EXERCISE INSTRUCTIONS —
"snow" is the word to look for; say how many lines of the listing below contain it, and nothing else.

EXTRACTED MATERIAL —
BEGIN
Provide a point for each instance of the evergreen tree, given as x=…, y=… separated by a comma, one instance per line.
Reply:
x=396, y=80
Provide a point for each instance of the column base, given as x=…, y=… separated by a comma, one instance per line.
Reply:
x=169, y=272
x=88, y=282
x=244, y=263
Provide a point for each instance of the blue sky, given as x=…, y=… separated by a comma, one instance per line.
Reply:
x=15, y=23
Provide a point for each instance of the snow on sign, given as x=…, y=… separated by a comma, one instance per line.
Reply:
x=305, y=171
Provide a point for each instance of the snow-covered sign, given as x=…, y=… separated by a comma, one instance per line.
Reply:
END
SOLUTION FOR THIS TASK —
2